PROBLEM:
Put each line of the records below into a numbered list, leaving out any blank lines.

-- begin INPUT FOR THIS TASK --

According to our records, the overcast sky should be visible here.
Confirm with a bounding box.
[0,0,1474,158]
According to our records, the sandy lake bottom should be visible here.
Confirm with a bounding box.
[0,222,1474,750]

-- end INPUT FOR THIS TASK --

RESPONSE TO THE TASK:
1. According to our records, the overcast sky should be visible here.
2. Confirm with a bounding box.
3. [0,0,1474,158]
4. According to our records, the sandy lake bottom should be visible here.
5. Confirm with a bounding box.
6. [0,222,1474,750]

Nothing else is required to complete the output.